Records supplied:
▬▬▬▬▬▬▬▬▬▬

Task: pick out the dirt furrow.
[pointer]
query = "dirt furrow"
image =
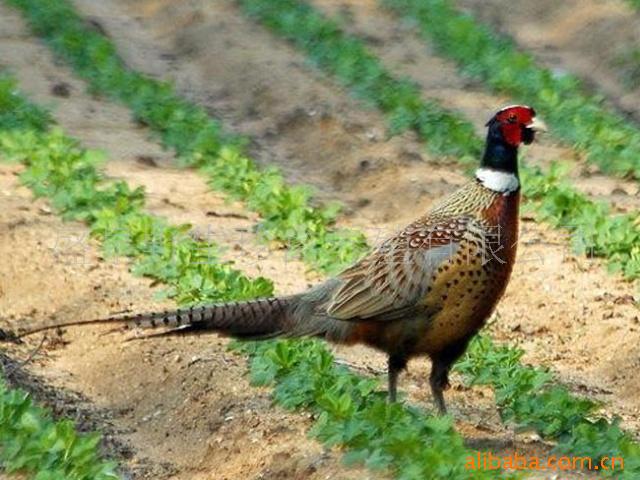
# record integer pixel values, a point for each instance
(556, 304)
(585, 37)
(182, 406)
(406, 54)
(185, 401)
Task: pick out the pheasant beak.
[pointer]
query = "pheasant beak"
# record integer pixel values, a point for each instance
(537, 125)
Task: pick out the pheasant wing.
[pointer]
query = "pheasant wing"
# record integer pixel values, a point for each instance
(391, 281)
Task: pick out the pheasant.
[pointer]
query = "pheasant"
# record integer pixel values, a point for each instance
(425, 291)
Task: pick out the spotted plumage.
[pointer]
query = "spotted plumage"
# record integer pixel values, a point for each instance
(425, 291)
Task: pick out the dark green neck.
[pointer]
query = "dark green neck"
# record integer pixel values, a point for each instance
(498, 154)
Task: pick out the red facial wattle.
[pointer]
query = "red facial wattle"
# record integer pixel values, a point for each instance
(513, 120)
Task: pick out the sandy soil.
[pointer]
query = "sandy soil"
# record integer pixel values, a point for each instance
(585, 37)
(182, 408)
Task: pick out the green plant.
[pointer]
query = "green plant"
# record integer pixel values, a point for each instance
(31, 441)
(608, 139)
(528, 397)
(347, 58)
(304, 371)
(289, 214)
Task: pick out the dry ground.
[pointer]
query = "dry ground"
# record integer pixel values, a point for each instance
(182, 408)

▬▬▬▬▬▬▬▬▬▬

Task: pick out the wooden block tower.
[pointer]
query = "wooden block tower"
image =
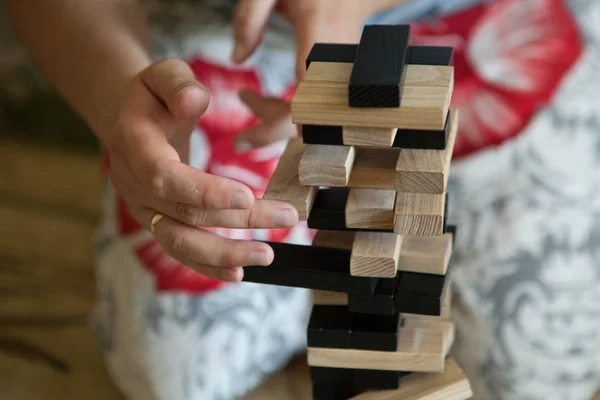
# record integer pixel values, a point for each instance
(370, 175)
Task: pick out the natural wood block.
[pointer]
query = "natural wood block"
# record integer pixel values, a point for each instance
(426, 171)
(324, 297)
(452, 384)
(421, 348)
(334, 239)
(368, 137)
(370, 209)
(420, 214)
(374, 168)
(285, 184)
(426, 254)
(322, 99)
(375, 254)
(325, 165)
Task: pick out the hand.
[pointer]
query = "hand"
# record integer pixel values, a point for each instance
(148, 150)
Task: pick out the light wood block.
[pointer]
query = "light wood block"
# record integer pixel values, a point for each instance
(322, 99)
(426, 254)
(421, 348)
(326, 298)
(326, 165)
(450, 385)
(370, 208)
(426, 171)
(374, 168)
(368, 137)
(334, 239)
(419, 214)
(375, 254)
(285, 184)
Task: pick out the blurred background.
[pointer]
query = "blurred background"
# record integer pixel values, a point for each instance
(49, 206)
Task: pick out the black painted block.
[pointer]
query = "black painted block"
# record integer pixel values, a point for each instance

▬▬▬▬▬▬▬▬▬▬

Return a copy of each line in the records above that has "natural" in it.

Task: pick out the natural wood block.
query = "natural wood block"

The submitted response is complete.